BEGIN Text passage

The 2012–13 season of U.S. Alessandria Calcio 1912's was their 92nd in Italian football and their 16th in Lega Pro Seconda Divisione (former Serie C2).

Key dates
26 August: gaining only 1-point in the two games against Pavia and Savona, Alessandria is eliminated in the first qualification round of Coppa Italia Lega Pro.
2 September: Alessandria wins its championship debut match against Fano with a considerable 0–6 away.
12 May: with a 1–1 draw away to Bellaria Igea, Alessandria finished the season in 8th position.

END Text passage
BEGIN Supplied material

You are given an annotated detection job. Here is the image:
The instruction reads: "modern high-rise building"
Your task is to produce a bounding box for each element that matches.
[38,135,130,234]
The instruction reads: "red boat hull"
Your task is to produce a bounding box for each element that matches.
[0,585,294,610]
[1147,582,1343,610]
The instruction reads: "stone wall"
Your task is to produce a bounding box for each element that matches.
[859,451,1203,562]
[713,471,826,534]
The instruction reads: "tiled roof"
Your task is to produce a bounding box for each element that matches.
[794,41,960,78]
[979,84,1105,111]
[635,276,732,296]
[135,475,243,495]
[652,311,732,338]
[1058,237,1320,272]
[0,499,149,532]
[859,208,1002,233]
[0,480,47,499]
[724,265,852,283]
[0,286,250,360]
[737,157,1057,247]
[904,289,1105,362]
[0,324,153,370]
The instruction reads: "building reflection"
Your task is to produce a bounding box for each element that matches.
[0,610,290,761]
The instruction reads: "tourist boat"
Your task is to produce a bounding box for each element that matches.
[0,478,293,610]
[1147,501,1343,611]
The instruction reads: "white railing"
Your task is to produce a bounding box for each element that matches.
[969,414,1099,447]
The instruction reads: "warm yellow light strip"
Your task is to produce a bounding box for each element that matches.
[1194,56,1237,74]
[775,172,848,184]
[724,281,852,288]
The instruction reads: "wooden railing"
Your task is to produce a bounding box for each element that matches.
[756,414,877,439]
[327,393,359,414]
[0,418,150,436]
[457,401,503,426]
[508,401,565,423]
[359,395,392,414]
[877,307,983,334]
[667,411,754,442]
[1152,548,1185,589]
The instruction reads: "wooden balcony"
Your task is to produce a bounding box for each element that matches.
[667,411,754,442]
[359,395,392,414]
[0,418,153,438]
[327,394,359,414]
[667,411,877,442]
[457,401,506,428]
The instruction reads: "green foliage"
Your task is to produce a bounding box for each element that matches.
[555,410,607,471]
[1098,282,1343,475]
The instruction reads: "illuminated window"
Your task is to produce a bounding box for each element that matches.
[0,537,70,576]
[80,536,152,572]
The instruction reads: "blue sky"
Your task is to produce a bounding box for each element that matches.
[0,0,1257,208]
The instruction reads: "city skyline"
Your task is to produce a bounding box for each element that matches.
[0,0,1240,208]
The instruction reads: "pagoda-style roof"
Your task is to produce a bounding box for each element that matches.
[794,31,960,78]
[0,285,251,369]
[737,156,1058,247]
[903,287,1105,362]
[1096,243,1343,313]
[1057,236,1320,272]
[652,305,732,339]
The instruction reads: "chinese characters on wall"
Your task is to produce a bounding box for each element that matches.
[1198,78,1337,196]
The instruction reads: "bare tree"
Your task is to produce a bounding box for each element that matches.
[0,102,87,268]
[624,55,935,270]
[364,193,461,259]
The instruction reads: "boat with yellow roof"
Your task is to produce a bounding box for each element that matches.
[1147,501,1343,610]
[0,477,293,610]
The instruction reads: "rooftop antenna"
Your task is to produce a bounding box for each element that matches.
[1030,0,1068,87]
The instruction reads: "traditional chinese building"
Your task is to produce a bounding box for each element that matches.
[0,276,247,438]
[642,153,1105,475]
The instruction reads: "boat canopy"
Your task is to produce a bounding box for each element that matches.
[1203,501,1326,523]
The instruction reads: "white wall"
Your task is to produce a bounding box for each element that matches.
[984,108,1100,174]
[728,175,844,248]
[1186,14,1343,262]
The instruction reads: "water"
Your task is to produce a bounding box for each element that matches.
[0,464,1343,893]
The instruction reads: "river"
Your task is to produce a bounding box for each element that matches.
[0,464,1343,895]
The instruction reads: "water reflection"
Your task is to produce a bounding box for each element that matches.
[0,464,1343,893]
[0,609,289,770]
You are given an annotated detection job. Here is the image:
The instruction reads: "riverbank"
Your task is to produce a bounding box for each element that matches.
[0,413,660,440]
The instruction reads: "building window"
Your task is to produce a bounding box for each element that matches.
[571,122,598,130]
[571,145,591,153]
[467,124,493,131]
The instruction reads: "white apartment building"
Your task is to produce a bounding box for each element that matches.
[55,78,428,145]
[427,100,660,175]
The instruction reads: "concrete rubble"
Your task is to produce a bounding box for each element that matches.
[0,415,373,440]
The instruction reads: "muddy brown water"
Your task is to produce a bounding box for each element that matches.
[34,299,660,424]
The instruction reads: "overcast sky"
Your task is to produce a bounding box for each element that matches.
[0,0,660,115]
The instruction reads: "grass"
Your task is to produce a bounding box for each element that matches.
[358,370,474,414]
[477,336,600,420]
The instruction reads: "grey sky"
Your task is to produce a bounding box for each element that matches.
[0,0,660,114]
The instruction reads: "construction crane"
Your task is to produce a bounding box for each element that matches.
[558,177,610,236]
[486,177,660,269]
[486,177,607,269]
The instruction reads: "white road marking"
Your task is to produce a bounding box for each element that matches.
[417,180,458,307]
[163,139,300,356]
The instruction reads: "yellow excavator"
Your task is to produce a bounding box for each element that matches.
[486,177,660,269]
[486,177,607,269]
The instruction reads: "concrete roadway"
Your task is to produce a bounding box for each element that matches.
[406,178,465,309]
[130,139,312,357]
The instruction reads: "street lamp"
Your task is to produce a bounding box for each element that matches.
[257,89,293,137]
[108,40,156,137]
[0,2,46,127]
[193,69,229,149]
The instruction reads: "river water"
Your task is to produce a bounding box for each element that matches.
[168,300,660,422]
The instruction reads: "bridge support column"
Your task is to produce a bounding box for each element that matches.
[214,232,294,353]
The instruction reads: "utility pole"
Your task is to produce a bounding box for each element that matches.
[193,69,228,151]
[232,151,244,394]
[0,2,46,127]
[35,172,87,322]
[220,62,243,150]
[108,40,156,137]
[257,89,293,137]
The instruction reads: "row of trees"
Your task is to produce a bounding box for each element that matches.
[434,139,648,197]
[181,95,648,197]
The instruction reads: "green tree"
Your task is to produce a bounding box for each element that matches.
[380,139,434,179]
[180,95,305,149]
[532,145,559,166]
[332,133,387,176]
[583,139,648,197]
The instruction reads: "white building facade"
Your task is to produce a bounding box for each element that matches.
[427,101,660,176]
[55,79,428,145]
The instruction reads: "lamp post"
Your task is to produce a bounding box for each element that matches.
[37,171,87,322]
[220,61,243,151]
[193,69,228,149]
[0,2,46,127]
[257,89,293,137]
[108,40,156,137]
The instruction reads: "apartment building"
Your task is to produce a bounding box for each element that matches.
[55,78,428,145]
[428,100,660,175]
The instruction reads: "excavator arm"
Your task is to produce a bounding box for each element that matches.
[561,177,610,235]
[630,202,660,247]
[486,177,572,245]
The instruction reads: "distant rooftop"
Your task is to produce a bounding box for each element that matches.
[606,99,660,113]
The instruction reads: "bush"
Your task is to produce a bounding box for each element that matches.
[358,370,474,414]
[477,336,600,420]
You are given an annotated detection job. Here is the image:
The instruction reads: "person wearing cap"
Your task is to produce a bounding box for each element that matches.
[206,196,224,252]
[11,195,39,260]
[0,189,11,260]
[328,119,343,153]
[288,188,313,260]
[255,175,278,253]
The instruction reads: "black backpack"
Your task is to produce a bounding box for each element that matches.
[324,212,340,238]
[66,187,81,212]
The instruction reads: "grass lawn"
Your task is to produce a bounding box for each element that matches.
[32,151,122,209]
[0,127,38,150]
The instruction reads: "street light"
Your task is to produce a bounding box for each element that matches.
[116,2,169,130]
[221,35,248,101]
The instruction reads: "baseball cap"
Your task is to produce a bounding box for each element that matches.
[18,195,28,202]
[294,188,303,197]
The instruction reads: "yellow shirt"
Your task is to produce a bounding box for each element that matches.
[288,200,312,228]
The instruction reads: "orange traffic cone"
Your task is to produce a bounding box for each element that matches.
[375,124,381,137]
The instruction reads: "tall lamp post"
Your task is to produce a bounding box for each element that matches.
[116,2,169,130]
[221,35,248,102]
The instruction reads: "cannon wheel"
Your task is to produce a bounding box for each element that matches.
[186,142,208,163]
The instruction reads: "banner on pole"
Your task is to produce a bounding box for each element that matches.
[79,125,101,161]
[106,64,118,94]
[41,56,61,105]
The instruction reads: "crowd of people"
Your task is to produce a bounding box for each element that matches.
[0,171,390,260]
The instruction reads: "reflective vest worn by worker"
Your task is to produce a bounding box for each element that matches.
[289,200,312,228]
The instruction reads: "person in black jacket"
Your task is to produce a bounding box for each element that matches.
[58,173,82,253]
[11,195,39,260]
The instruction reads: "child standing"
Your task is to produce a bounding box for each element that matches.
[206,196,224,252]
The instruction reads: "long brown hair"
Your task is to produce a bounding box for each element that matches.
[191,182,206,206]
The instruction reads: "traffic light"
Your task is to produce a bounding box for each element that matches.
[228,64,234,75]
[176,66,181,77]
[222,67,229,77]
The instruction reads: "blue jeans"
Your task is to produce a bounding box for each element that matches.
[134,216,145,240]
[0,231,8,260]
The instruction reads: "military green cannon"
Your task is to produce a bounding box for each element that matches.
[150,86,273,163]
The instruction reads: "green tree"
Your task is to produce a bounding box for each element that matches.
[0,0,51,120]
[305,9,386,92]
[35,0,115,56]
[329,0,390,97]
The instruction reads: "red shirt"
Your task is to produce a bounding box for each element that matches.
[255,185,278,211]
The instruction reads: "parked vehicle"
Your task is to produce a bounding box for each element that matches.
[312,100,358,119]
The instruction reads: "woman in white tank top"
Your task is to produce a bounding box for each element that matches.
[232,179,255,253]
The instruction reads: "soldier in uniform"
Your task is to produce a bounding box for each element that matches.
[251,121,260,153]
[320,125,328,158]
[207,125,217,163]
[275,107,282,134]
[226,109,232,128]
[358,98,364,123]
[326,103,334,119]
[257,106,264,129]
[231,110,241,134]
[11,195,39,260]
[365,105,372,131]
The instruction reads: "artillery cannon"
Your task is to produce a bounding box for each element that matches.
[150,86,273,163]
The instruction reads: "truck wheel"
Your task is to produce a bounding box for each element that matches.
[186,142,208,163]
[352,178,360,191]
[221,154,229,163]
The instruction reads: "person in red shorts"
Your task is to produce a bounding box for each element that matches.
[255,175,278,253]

END Supplied material

What you will do:
Retype the passage on Alessandria's 2012–13 season word for word, starting at "The 2012–13 season" and ending at "in 8th position.".

Response to the task:
The 2012–13 season of U.S. Alessandria Calcio 1912's was their 92nd in Italian football and their 16th in Lega Pro Seconda Divisione (former Serie C2).

Key dates
26 August: gaining only 1-point in the two games against Pavia and Savona, Alessandria is eliminated in the first qualification round of Coppa Italia Lega Pro.
2 September: Alessandria wins its championship debut match against Fano with a considerable 0–6 away.
12 May: with a 1–1 draw away to Bellaria Igea, Alessandria finished the season in 8th position.